== GIVEN REQUEST ==
Swap "striped" for "checked" in the rows that begin at the line containing "Box the man in pink" and continue through the end of the rows. Give back only those lines, leaving everything else in them unchanged.

== Stored dataset rows ==
◆ ◆ ◆

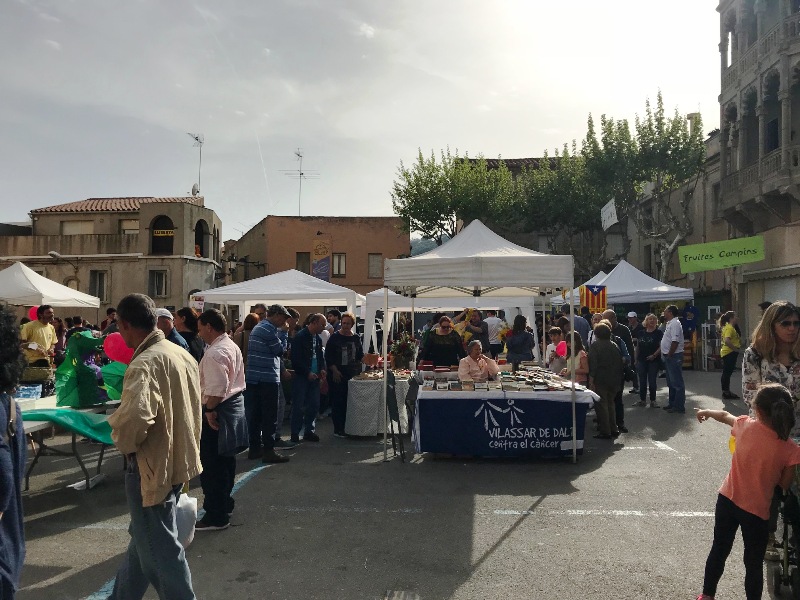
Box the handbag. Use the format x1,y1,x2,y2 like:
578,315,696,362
175,492,197,549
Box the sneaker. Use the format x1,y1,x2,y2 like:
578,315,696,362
275,438,300,449
194,518,231,531
261,450,289,464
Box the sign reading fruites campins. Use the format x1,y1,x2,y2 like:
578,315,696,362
678,235,764,273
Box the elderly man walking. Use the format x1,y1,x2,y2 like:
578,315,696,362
195,308,247,531
108,294,202,600
244,304,294,463
661,304,686,413
291,313,326,443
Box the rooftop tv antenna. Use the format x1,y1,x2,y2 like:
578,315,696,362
186,131,205,191
281,148,319,217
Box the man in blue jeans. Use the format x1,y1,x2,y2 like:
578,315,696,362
291,313,327,443
661,304,686,414
108,294,202,600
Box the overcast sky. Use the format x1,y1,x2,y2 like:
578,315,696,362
0,0,720,239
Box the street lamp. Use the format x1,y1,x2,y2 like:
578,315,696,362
47,250,78,273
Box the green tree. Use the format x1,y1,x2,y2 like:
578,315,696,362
391,148,516,245
583,92,705,281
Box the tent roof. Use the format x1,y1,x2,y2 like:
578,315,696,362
597,260,694,304
0,262,100,308
384,219,574,297
195,269,356,310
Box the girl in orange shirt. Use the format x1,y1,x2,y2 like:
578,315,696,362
697,383,800,600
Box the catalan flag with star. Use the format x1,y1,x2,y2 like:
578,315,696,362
580,285,608,313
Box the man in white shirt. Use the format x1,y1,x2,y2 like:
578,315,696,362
195,308,248,531
661,304,686,414
483,310,503,360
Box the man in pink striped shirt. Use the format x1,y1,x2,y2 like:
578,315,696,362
195,309,248,531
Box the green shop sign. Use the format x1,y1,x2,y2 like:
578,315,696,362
678,236,764,273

◆ ◆ ◆

== ANSWER ==
Box the man in pink checked shirt. Use the format x1,y1,x2,y2 like:
578,315,696,362
195,309,248,531
Box the green shop sign. Use the format x1,y1,x2,y2 like:
578,315,696,362
678,236,764,273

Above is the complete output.